-- start Excerpted text --
Aurora Picture Show and Houston Cinema Arts Society co-present a unique opportunity on Friday, November 14 at 7PM to see a film performance by and with American experimental film-maker Ken Jacobs, a legend and pioneer of expanded cinema, at Aurora Picture Show (2442 Bartlett Street). Ken Jacobs has explored varieties of 3D perception through projector performances for the past five decades, often drawing upon early cinema and other found images to transform the original material into new cinematic experiences.

In conjunction with the Houston Cinema Arts Festival, Ken Jacobs is coming to Houston to stage a film performance called Time Squared.  With the aid of his magician's assistant (and wife), Flo, Jacobs will perform on his own invention, the Nervous Magic Lantern, which he describes as "a device so elemental it puts us in the running with the very earliest inventors of cinema." The Nervous Magic Lantern uses projected light to create stereoscopic effects that resemble animated visual patterns. A box, colored slides, a glass lens, and a spinning shutter are hand manipulated by the artist to interrupt light and cast images that are reflected onto the screen, creating optical illusions without celluloid or video.
-- end Excerpted text --
-- start Recorded information --
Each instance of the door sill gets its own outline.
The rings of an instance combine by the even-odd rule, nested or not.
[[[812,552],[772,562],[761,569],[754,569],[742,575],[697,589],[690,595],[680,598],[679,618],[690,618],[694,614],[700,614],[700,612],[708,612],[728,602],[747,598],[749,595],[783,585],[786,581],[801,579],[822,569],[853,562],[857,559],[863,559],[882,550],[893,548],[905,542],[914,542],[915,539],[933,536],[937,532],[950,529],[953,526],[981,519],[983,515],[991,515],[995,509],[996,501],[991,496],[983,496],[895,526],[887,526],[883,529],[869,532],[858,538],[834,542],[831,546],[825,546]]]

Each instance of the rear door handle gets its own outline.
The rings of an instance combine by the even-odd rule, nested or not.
-- end Recorded information --
● **Task set**
(a) Answer these from the Ken Jacobs announcement, one line each:
(i) At what street address is Aurora Picture Show?
(ii) For how many decades has Jacobs explored 3D perception through projector performances?
(iii) What is the name of the performance he will stage in Houston?
(b) Please write the passage that follows the last sentence of the Ken Jacobs announcement.

● **Outputs by task**
(a)
(i) 2442 Bartlett Street
(ii) Five
(iii) Time Squared

(b)
Part of his Nervous Magic Lantern series, in Time Squared, images are set to the surround-sound of a subway trip from the artist's home in downtown Manhattan to Times Square and back. Of the hallucinogenic effect of this simple, yet complex, cinematic ride, Jacobs has stated, "Please don't knock yourself out looking for meanings in these images. I wouldn't recognize a pictorial meaning if it was served in my soup. Pictorial pleasure is what I'm after as I listen during Time Squared to the never-ending rhapsody of the subway." And in preparation for the show, Jacobs has this tip, "Do not prepare with drugs, the Nervous Magic Lantern is the drug."

In addition to the magical performance, Jacobs will show a film, Opening the 19th Century: 1896 (1990, 11 min.), drawing on Lumiere footage that each member of the audience will view through a Pulfrich filter.

Jacobs' 3D explorations will continue on November 15 at Sundance Cinemas at 1:00p.m. with a new film presented on DCP, Blankets for Indians, in collaboration with Blaffer On Screen, and at the Brandon Gallery from November 12-December 12 as part of the Houston Cinema Arts Festival's "Cinema on the Verge" program.

(Warning: a discernible flicker operates on the senses. Not for those afflicted with epilepsy or other unusual brain conditions.)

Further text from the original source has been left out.